> [PROBLEM STATEMENT] Transcribe all the entries word for word, omitting any pictures they contain.
----------------
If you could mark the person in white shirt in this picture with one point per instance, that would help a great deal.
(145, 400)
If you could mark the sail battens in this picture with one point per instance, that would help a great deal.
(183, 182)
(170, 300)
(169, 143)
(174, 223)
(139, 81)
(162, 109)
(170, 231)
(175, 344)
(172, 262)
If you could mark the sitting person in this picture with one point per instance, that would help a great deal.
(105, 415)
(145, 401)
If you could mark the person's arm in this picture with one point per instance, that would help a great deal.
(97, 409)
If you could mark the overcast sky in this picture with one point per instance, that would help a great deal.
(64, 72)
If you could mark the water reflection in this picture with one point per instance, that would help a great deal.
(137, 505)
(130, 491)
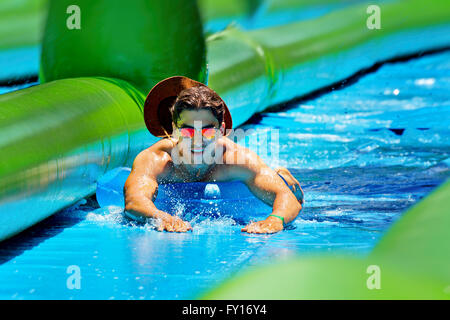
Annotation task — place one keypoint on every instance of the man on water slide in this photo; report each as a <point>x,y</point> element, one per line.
<point>195,122</point>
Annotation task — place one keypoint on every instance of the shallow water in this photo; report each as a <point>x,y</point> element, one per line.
<point>363,154</point>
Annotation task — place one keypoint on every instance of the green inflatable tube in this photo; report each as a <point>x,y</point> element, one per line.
<point>251,71</point>
<point>412,261</point>
<point>21,22</point>
<point>152,47</point>
<point>57,139</point>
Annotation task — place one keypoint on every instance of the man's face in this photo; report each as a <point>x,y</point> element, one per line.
<point>197,129</point>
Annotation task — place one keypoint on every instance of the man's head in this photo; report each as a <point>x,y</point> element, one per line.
----------------
> [RESPONSE TO THIS TASK]
If you could mark the person in white shirt in this picture with one point per instance, that would help a great deal.
(145, 400)
If you could mark the sail battens in this picture with one point per instance, that would help a great deal.
(183, 182)
(170, 300)
(169, 143)
(174, 223)
(139, 81)
(162, 109)
(170, 231)
(175, 344)
(172, 262)
If you could mark the sitting person in this picture with one point per instance, that would help a great deal.
(105, 415)
(145, 401)
If you could mark the person's arm in this picture with one point per instance, that would help a great deal.
(97, 409)
If you could mark the overcast sky in this picture with one point per instance, that would help a great deal.
(64, 72)
If you could mark the water reflection in this picture with one point per instance, that would help a great deal.
(137, 505)
(130, 491)
Annotation task — place one keypoint on every instance of the man on water slide in this photo; report each as a <point>x,y</point> element, one per line.
<point>195,122</point>
Annotation task — place one keypoint on every instance of the shallow water in this photo; report each as a <point>x,y</point> element, one per line.
<point>363,154</point>
Annotation task — place one keypoint on every instance of the green inflatable tube in this photo; report each as a <point>x,y</point> element, one per line.
<point>251,71</point>
<point>412,261</point>
<point>21,22</point>
<point>152,47</point>
<point>57,139</point>
Annotation task — place one keypoint on every instance of the man's face in this photo; report each as a <point>x,y</point> element, one per line.
<point>197,129</point>
Annotation task — place one keypoint on every instance of the man's head in this photo; report each as a <point>x,y</point> element, one per line.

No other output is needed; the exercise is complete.